Exercise:
Locate every line in the items below that contains the string "bridge" with matching case, and copy each of those lines in full.

Source data:
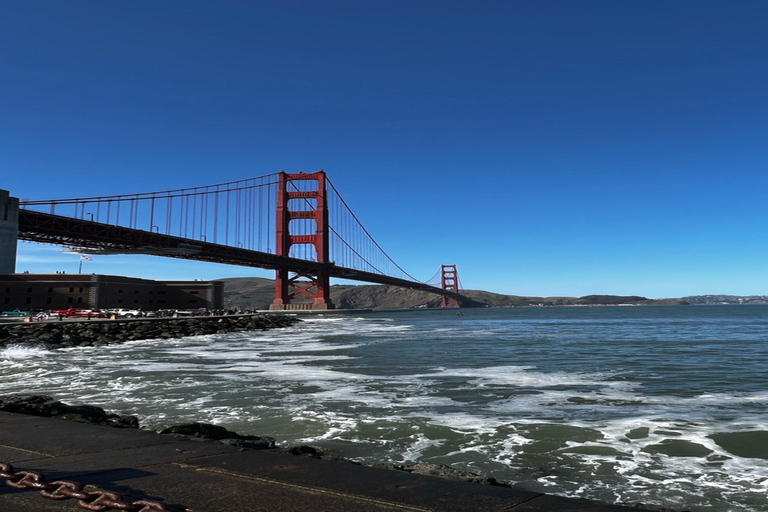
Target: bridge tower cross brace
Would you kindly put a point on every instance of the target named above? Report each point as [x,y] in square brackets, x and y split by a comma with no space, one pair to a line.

* * *

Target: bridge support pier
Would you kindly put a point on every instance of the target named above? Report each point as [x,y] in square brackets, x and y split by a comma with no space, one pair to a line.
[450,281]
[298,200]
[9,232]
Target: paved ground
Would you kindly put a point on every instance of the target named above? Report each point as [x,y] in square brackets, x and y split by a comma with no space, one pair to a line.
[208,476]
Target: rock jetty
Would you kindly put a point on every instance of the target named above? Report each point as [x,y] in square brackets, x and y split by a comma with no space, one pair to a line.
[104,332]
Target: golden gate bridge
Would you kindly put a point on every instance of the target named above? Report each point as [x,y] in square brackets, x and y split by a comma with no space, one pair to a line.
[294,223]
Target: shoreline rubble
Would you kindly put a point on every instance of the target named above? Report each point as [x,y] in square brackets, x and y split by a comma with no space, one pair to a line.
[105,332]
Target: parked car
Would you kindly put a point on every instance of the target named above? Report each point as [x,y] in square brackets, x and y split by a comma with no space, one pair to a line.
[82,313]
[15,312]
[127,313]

Result below:
Target: bridge tower cross brace
Target: bridge support pier
Target: golden gate bridge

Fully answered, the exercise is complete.